§ **TEXT PASSAGE**:
+ + + + + + +

Standard economics can be divided into two major fields.
The first, PRICE THEORY OR MICROECONOMICS, explains how the interplay of supply and demand in competitive markets creates a multitude of individual prices, wage rates, profit margins, and rental changes. Microeconomics assumes that people behave rationally. Consumers try to spend their income in ways that give them as much pleasure as possible. As economists say, they maximize utility. For their part, entrepreneurs seek as much profit as they can extract from their operations.
Macroeconomics focuses on the performance, structure, behavious and decision making of the economy as a whole. It focuses factors like national income and employment etc. The aim of macroeconomics is to understand the interrelationship between these factors and between various sectors of economy. Macroeconomics dates from the book, “The General Theory of Employment, Interest, and Money” (1935), by the British economist John Maynard Keynes. His explanation of prosperity and depression centres on the total or aggregate demand for goods and services by consumers, business investors, and governments. According to Keynes, inadequate aggregate demand increases unemployment, the indicated cure is either more investment by businesses or more spending and consequently larger budget deficits by government.
Economic issues have occupied people’s minds throughout the ages. Aristotle and Plato in ancient Greece wrote problems of wealth, property, and trade. Both were prejudiced against commerce, feeling that to live by trade was undesirable. The Romans borrowed their economic ideas from the Greeks and showed the same contempt for trade.
During the middle Ages the economic ideas of the
Roman Catholic Church were expressed in the canon law, which condemned usury (the taking of interest for money loaned) and regarded commerce as inferior to agriculture.
Economics as a subject of modern study dates from the work, “Inquiry into the Nature and Causes of the Wealth of Nations” (1776), by the Scottish philosopher and economist Adam Smith.

+ + + + + + +

§ **DATASET ENTRIES**:

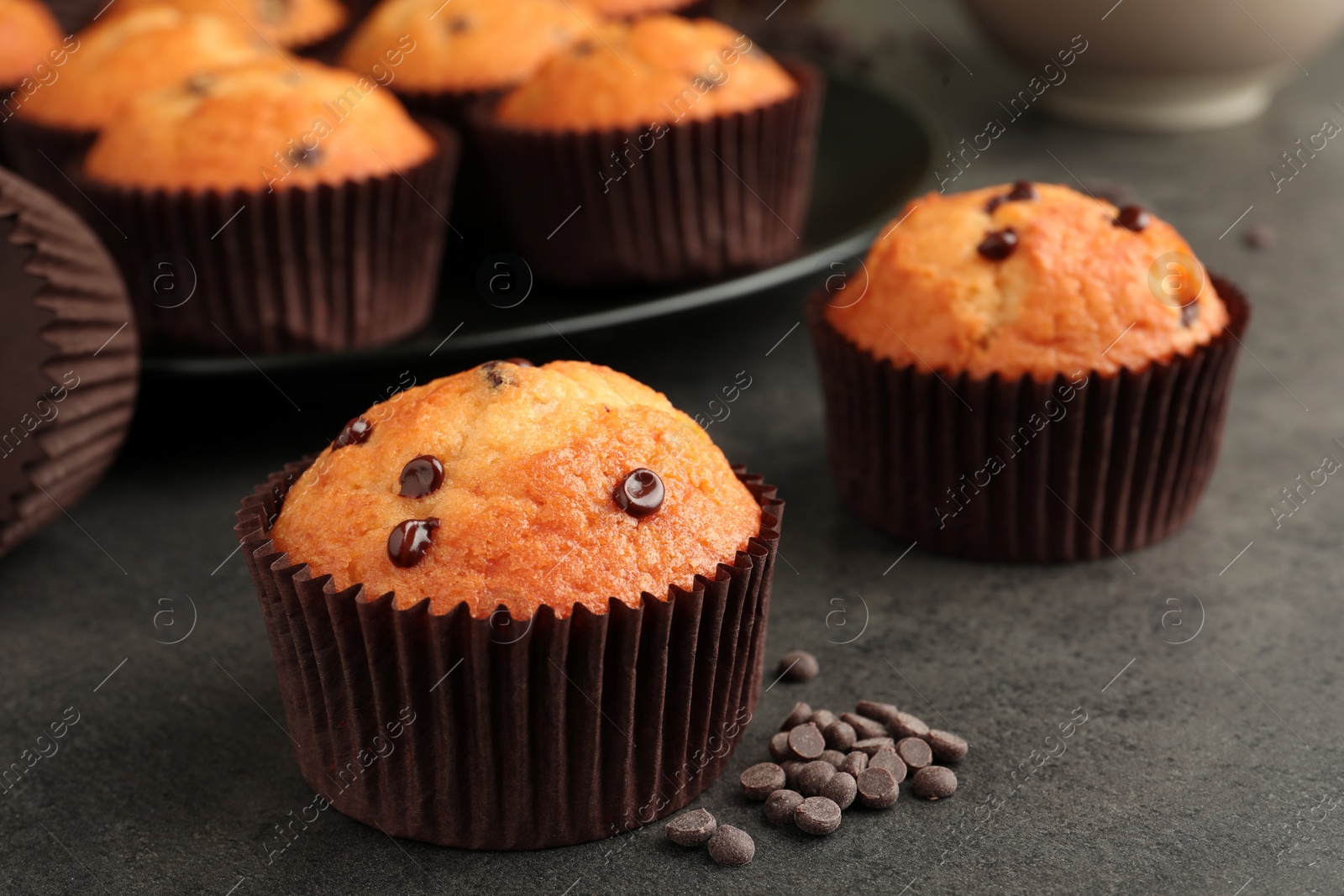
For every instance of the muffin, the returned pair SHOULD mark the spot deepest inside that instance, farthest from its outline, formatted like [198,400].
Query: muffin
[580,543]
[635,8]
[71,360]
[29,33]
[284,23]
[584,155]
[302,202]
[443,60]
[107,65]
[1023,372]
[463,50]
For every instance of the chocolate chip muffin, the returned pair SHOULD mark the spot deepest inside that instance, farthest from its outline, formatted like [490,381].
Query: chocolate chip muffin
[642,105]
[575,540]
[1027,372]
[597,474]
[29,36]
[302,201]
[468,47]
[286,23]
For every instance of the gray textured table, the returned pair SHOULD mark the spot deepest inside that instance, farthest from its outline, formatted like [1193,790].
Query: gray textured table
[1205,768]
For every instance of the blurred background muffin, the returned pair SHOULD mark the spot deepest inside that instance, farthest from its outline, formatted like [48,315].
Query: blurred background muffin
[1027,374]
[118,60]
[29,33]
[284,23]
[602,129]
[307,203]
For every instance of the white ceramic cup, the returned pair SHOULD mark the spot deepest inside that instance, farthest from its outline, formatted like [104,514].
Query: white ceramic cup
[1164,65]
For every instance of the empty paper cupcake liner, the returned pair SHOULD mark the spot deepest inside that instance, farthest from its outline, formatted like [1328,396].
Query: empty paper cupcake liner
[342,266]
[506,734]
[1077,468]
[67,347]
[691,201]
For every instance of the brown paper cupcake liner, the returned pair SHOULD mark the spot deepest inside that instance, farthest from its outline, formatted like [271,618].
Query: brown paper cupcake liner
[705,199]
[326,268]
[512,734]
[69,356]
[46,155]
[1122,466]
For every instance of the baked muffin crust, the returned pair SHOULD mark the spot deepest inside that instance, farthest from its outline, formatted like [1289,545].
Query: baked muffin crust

+ + + + + + +

§ **OBJECTIVE**:
Copy the economics passage above word for word, starting with "The first, PRICE" and going on through "from their operations.".

§ **THE COMPLETED TASK**:
The first, PRICE THEORY OR MICROECONOMICS, explains how the interplay of supply and demand in competitive markets creates a multitude of individual prices, wage rates, profit margins, and rental changes. Microeconomics assumes that people behave rationally. Consumers try to spend their income in ways that give them as much pleasure as possible. As economists say, they maximize utility. For their part, entrepreneurs seek as much profit as they can extract from their operations.